Task objective –
Copy the material below verbatim, from the line containing "Task: point to every instance of the leaf-shaped" through the line containing "Target: creamy dip surface", and include both of those lines.

☆ ☆ ☆ ☆ ☆ ☆ ☆

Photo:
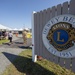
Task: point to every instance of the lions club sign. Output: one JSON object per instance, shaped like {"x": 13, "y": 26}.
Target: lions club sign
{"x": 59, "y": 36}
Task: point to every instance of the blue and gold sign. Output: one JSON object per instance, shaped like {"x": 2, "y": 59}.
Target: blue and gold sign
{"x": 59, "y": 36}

☆ ☆ ☆ ☆ ☆ ☆ ☆

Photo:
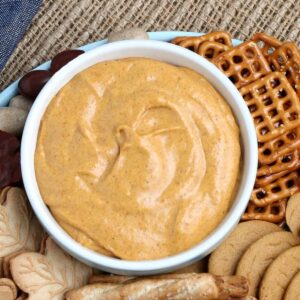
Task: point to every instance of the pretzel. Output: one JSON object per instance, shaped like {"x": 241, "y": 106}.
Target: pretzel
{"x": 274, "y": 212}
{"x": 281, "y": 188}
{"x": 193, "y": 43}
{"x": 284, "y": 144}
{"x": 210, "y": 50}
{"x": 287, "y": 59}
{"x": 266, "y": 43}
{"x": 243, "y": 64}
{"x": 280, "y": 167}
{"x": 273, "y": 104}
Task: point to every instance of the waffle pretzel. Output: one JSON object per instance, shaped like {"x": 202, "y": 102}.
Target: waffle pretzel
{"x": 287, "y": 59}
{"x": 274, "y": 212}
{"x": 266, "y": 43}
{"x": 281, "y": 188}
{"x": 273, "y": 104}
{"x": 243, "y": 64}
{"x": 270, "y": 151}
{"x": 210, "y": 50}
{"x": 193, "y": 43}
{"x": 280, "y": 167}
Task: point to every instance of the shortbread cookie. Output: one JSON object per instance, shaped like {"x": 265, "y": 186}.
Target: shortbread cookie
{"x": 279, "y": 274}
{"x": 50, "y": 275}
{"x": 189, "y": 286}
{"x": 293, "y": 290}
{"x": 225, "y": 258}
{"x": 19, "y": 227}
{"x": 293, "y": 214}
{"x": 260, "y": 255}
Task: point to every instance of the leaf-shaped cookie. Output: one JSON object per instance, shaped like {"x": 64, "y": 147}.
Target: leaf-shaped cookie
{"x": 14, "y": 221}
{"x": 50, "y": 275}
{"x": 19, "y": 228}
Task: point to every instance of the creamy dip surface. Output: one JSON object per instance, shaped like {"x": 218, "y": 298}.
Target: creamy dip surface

☆ ☆ ☆ ☆ ☆ ☆ ☆

Solved exercise –
Task: point to every instance of the leaf-shaped cookie. Output: one JSON object per instance, shaped like {"x": 64, "y": 147}.
Target: leaf-shaped cookie
{"x": 14, "y": 221}
{"x": 50, "y": 275}
{"x": 19, "y": 228}
Task: point to every instance of the creamy dip surface. Output: one JSON object per instance, shaped like {"x": 218, "y": 298}.
Target: creamy dip surface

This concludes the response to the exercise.